PROMPT
Copy out, word for word, the lines from the one containing "roof rack rail." through the one containing "column 243, row 363", including both of those lines, and omit the pictures.

Saved entries:
==*==

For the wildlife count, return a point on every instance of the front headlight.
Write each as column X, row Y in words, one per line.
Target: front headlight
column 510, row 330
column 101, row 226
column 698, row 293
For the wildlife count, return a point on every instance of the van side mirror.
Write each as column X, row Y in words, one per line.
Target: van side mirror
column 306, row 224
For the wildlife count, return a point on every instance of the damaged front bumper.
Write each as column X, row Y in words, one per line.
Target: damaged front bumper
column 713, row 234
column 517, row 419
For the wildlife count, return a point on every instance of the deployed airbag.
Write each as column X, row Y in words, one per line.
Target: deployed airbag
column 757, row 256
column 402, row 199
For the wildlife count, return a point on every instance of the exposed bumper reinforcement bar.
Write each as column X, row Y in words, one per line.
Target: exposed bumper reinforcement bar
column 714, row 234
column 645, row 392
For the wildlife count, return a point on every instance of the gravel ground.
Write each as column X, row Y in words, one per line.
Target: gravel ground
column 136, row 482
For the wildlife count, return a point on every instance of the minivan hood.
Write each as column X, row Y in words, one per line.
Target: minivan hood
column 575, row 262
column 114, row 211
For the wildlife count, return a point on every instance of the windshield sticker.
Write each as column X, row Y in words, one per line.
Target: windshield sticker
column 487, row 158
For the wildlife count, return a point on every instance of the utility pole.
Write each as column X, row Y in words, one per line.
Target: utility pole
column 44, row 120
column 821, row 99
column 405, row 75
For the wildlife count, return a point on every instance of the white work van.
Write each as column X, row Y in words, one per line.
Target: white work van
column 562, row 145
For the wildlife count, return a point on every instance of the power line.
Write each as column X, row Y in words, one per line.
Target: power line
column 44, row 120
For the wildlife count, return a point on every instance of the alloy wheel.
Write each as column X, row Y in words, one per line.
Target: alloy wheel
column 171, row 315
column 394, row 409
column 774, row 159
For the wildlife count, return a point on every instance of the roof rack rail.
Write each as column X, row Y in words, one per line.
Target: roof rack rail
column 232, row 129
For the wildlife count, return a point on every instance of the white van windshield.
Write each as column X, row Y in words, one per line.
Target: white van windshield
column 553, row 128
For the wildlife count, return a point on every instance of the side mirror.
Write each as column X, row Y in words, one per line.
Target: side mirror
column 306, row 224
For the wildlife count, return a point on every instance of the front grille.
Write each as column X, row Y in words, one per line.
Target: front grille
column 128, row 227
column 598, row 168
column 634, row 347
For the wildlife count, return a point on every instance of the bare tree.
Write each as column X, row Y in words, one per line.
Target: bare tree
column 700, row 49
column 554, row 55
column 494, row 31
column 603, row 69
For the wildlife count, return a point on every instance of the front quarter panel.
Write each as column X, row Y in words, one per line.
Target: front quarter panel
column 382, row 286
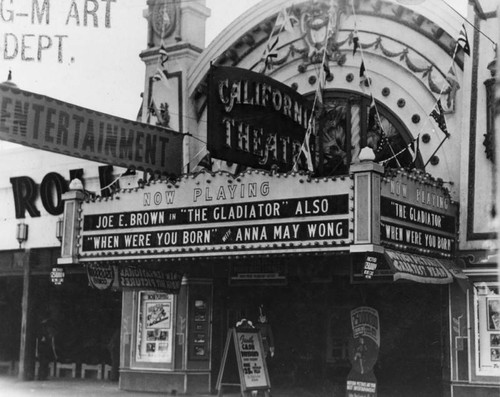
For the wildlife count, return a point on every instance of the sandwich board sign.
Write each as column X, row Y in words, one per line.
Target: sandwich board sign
column 243, row 363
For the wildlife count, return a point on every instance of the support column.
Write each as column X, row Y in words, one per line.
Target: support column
column 367, row 175
column 28, row 328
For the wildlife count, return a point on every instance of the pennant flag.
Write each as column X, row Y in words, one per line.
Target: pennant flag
column 270, row 55
column 463, row 41
column 163, row 55
column 372, row 113
column 139, row 113
column 413, row 149
column 287, row 20
column 363, row 79
column 160, row 76
column 155, row 111
column 306, row 151
column 451, row 78
column 326, row 68
column 382, row 143
column 319, row 95
column 355, row 43
column 438, row 115
column 206, row 162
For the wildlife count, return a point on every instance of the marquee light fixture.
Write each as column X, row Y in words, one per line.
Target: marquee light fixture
column 59, row 228
column 21, row 233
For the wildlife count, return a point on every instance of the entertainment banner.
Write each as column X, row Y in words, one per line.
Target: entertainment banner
column 48, row 124
column 254, row 120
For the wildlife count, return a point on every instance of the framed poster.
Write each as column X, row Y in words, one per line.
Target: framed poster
column 154, row 327
column 493, row 314
column 199, row 329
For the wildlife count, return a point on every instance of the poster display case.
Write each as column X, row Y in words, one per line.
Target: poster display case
column 199, row 335
column 154, row 342
column 487, row 307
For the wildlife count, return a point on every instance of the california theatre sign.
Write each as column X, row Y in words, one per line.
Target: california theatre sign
column 254, row 120
column 219, row 215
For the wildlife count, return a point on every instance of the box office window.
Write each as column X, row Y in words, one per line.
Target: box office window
column 487, row 314
column 154, row 342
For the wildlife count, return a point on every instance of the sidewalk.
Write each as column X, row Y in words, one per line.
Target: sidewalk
column 56, row 387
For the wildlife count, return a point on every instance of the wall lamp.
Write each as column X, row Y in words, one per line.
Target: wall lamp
column 59, row 228
column 21, row 233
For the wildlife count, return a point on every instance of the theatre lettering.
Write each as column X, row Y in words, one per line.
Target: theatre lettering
column 255, row 120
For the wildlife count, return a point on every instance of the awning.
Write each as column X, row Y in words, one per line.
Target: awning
column 423, row 269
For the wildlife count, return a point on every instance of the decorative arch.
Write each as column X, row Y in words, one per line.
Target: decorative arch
column 347, row 122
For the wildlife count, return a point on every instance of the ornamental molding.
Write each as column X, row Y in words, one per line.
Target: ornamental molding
column 303, row 39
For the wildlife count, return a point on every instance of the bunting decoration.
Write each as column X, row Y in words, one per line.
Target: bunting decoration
column 287, row 20
column 363, row 79
column 463, row 41
column 438, row 115
column 413, row 148
column 328, row 73
column 355, row 43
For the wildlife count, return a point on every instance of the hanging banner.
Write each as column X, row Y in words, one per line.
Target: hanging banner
column 254, row 120
column 363, row 352
column 105, row 276
column 48, row 124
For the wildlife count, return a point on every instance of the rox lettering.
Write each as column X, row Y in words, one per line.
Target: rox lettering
column 53, row 186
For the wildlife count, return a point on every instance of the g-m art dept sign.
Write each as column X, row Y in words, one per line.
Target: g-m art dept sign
column 213, row 215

==*==

WRITTEN ANSWER
For the wildlife count, return a point on every instance of the roof rack rail.
Write each as column X, row Y in words, one per line.
Target: roof rack rail
column 232, row 129
For the wildlife count, return a point on every instance of the white van windshield.
Write each as column X, row Y in words, one per line.
Target: white van windshield
column 553, row 128
For the wildlife count, return a point on every instance of the side mirror.
Write each as column X, row Y in words, one per line.
Target: side mirror
column 306, row 224
For the wildlife count, return a point on every instance of the front grille.
Write each as column X, row Y in words, one per line.
Target: front grille
column 128, row 227
column 598, row 168
column 634, row 347
For the wildlife count, return a point on every instance of the bare tree.
Write each as column X, row Y in words, one per line.
Target: bare tree
column 700, row 49
column 554, row 55
column 494, row 31
column 603, row 69
For the wildlife count, return a point on every instance of the front quarter panel.
Write each as column X, row Y in words, one per line.
Target: front quarter panel
column 382, row 286
For the wildlife count, return a point on every instance of the sandwich board sign.
Write each as column X, row Y in words, one per line.
Target: sandwich board sign
column 243, row 363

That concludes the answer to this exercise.